(EXPLORE THE MATERIAL)
[A] Decide whether each statement agrees with the passage on lead in school drinking water: (i) federal law requires most schools to test the water from their taps and fountains; (ii) acute lead contamination has been found in school water in Seattle; (iii) Schumer's legislation would provide $50 million in grants. Answer yes or no for each and quote the words that decide it.
[B] Please write out the stretch of the passage on lead in school drinking water from "Children drinking from" through "remembering new information.".

(GIVEN TEXT)

================================

Children drinking from water fountains at the nation’s schools – especially in aging facilities with lead pipes and fixtures – might be unwittingly exposing themselves to high levels of lead, which is known to cause brain damage and developmental problems, including impulsive behavior, poor language skills and trouble remembering new information.
Under federal law, the vast majority of schools don’t have to test the water flowing out of their taps and drinking fountains, and many states and districts also do not mandate water testing at schools. Even when districts do test their water, they don’t always tell parents about the problems they find.
This is not a hypothetical issue, or a new one. Acute lead contamination has been found in school water in many cities during the past 15 years, including Los Angeles, Seattle, Baltimore and the District of Columbia.
But the problem of undetected lead in school water is receiving new attention in the aftermath of the crisis in Flint, Michigan, where a switch in drinking water sources left children exposed to high levels of lead for months, both at home and at school.
“Right now there is a yawning gap in our lead-testing protocols,” Sen. Charles E. Schumer, D-N.Y., said in a statement last week when he introduced legislation that would provide $100 million in grants to help schools test drinking water for lead. “It’s disturbing that Flint may have been just the tip of the iceberg when it comes to toxic lead in our kids’ drinking water.”

================================

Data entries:
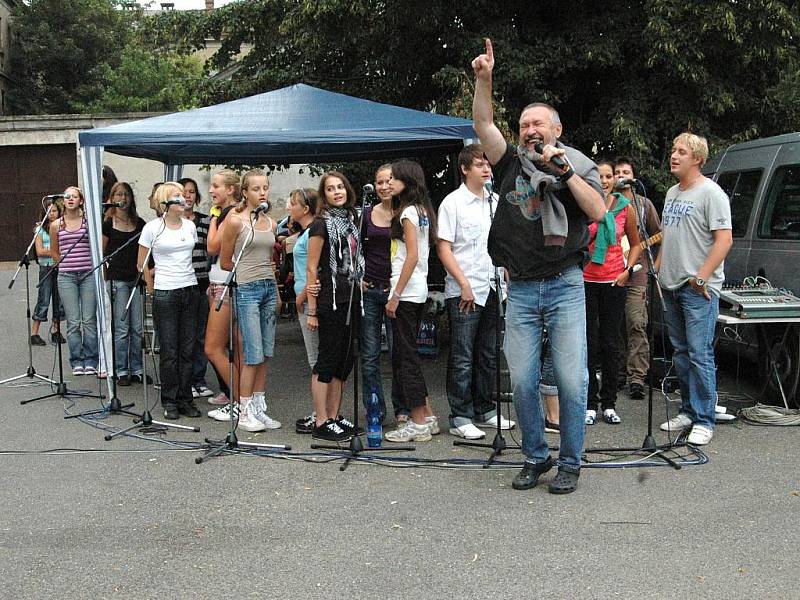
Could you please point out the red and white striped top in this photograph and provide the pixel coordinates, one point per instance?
(80, 257)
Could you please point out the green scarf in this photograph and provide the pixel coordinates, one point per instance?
(607, 230)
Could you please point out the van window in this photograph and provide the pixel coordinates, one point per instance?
(741, 188)
(781, 216)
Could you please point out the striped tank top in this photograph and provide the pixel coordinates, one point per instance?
(80, 257)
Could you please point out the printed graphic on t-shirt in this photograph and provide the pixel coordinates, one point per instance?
(675, 210)
(524, 196)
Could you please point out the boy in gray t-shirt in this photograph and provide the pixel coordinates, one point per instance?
(696, 224)
(689, 219)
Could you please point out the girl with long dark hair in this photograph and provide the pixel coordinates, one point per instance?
(120, 225)
(51, 212)
(333, 262)
(413, 232)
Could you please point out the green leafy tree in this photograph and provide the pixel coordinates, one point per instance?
(626, 76)
(61, 49)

================================

(TASK-BY-TASK RESULTS)
[A]
(i) No: "Under federal law, the vast majority of schools don’t have to test the water flowing out of their taps and drinking fountains"
(ii) Yes: "Acute lead contamination has been found in school water in many cities during the past 15 years, including Los Angeles, Seattle, Baltimore and the District of Columbia."
(iii) No: "legislation that would provide $100 million in grants to help schools test drinking water for lead"

[B]
Children drinking from water fountains at the nation’s schools – especially in aging facilities with lead pipes and fixtures – might be unwittingly exposing themselves to high levels of lead, which is known to cause brain damage and developmental problems, including impulsive behavior, poor language skills and trouble remembering new information.